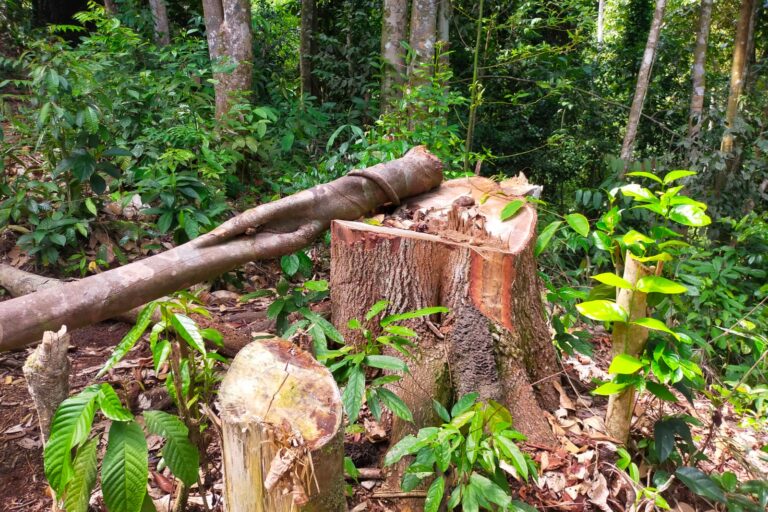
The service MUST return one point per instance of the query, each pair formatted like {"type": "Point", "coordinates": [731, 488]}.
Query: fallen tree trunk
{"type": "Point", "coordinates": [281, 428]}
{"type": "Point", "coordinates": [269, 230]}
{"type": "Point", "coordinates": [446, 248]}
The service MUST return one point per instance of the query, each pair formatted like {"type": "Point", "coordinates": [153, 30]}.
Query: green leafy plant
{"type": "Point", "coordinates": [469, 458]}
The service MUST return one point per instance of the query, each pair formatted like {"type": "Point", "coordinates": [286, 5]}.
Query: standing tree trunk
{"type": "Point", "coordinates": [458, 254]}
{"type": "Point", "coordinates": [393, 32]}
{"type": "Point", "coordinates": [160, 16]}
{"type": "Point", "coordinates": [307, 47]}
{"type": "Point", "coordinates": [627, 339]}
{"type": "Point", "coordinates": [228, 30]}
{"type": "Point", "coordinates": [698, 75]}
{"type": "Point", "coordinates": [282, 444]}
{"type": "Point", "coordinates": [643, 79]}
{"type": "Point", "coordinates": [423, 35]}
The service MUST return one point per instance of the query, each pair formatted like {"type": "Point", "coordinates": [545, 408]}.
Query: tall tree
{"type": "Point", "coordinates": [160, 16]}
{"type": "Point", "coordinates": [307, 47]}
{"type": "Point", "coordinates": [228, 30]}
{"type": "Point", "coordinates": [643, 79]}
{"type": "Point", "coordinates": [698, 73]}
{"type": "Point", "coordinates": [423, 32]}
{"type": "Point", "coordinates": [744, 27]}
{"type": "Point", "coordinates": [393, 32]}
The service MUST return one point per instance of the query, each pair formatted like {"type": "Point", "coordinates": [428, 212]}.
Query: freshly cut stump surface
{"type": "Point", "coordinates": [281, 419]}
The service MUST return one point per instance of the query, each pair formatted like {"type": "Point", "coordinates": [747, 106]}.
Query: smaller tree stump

----------

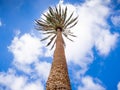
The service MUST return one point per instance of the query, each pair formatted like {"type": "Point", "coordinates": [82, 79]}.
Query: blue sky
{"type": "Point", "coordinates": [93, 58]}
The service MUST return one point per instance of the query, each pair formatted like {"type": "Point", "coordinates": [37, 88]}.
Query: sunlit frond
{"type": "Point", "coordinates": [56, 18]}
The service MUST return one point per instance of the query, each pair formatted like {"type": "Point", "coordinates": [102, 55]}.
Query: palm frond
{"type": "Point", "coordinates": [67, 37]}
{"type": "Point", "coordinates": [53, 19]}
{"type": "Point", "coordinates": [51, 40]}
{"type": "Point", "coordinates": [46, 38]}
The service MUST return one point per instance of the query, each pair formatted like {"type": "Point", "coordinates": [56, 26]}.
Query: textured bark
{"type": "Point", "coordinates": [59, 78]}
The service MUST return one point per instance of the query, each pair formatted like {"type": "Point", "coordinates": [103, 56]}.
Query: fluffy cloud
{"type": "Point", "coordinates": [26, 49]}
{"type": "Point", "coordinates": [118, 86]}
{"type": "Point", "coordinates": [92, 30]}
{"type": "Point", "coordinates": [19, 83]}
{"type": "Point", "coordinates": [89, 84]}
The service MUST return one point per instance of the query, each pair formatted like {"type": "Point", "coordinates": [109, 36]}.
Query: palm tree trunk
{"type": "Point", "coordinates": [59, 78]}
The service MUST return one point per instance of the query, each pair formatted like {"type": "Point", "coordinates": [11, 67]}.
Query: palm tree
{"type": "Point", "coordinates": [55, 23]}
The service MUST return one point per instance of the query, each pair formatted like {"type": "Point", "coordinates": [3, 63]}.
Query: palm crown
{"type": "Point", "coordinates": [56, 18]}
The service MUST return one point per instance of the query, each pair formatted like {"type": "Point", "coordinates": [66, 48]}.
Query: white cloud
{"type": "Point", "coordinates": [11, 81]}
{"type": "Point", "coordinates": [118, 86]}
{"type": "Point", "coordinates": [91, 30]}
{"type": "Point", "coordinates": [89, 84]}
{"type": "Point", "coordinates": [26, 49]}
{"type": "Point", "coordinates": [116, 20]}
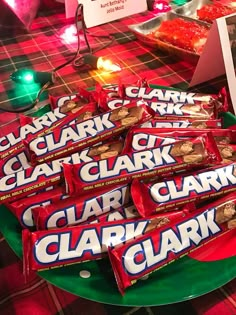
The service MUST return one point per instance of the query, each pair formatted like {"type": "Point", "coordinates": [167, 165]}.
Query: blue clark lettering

----------

• [To be done]: Gather every line from the entries above that contains the string "cloud". Case counts.

• [Problem solution]:
Query: fluffy cloud
Query: white cloud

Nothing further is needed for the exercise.